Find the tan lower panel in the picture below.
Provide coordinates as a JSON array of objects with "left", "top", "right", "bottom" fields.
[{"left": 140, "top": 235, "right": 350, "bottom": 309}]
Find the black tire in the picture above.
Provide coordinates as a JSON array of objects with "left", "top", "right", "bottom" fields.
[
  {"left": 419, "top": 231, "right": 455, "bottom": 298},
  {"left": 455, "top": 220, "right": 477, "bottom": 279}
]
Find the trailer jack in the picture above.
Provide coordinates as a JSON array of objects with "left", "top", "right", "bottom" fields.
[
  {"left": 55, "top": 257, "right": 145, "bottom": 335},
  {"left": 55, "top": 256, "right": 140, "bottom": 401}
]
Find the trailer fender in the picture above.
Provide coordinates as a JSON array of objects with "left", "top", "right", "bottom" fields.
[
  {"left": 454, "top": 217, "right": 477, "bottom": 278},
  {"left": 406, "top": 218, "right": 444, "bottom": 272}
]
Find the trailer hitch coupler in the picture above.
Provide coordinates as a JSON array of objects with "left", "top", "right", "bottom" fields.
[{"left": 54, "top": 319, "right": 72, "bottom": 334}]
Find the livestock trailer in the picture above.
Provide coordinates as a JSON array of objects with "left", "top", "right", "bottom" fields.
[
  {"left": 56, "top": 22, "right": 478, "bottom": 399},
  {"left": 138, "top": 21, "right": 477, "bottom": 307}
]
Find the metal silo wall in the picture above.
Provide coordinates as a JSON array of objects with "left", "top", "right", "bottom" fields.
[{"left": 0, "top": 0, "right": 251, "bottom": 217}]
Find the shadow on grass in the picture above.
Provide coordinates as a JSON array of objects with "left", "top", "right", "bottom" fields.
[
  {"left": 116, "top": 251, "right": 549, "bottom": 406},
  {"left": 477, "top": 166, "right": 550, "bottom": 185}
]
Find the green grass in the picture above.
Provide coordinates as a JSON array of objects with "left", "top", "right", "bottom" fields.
--
- [Activity]
Count every line of the material that holds the string "above", then give the total alone.

- [Expected answer]
8